[PASSAGE DU TEXTE]
* * *
Des funérailles à la mesure de l’homme humble, bienveillant, qu’il était, dans la simplicité et la sincérité de nos enterrements populaires. Même si l’armée a tenu à lui rendre les honneurs qui lui étaient dus, c’est surtout cette image d’une foule compacte enlaçant le cercueil de Ammi Lakhdar, qui frappe les esprits.

Cela nous rappelle la ferveur populaire qui a entouré les funérailles de Hocine Aït Ahmed ou encore celles de Amar Ezzahi. Des scènes invraisemblables où la tristesse était transcendée par une forme de communion mystique, d’énergie exaltante. Il y avait également au cimetière de Sidi Yahia, ce jeudi, quelque chose de l’ordre de la reconnaissance collective, affective, incarnée par cette marée humaine constituée majoritairement de jeunes.

Et même s’il y avait moult figures politiques et militantes à ces obsèques, nous préférons ne citer personne et ne garder que cette image d’une foule aimante, aimantée par le charisme «novembriste» et la bienveillance débonnaire du «Chêne d’El Oumaria» qui, des monts de Médéa et des maquis du Zaccar et de l’Ouarsenis, jusqu’aux laves pétillantes du hirak, était guidé par la même quête de justice et de dignité.
* * *
[ENSEMBLE DES LIGNES]
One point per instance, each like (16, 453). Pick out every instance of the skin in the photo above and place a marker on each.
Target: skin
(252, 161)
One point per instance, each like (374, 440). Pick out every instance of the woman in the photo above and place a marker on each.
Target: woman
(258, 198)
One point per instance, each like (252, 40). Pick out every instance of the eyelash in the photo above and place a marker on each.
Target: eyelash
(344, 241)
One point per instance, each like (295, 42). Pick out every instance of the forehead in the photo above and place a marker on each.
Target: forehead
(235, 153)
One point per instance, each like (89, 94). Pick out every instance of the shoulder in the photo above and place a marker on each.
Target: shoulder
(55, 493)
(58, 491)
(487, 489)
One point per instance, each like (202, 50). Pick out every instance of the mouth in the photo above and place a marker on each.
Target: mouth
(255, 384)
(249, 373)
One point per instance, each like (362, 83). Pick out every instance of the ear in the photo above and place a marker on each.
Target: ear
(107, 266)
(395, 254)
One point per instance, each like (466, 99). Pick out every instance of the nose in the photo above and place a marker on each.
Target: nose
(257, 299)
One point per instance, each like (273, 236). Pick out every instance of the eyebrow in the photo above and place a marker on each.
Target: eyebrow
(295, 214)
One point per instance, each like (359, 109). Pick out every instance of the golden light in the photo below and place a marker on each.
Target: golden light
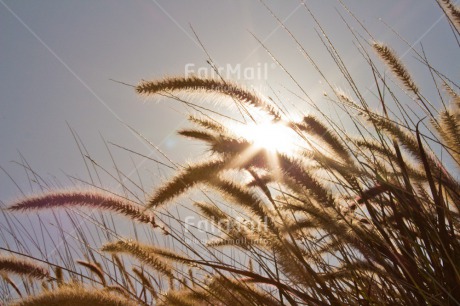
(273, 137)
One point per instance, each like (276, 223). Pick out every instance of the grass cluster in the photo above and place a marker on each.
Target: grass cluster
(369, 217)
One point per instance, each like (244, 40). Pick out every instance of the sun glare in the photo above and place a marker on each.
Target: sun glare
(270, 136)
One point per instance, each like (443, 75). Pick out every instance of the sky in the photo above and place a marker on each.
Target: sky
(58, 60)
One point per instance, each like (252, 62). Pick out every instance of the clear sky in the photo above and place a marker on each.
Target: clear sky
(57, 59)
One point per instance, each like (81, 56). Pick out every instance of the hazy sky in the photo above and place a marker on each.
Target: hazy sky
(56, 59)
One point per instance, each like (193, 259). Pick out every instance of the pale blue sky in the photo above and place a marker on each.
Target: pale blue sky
* * *
[TÂCHES À RÉALISER]
A. Pour chacune des affirmations suivantes, dites si elle concorde avec le passage du texte, puis citez les mots qui tranchent : (i) l’armée a rendu les honneurs au défunt ; (ii) la foule présente au cimetière était formée surtout de personnes âgées ; (iii) les obsèques se sont tenues un vendredi.
B. D’après le passage du texte, quel surnom est donné à Ammi Lakhdar ?

[RÉPONSES DONNÉES]
A.
(i) Oui : « l’armée a tenu à lui rendre les honneurs qui lui étaient dus ».
(ii) Non : « cette marée humaine constituée majoritairement de jeunes ».
(iii) Non : « au cimetière de Sidi Yahia, ce jeudi ».

B. Le « Chêne d’El Oumaria ».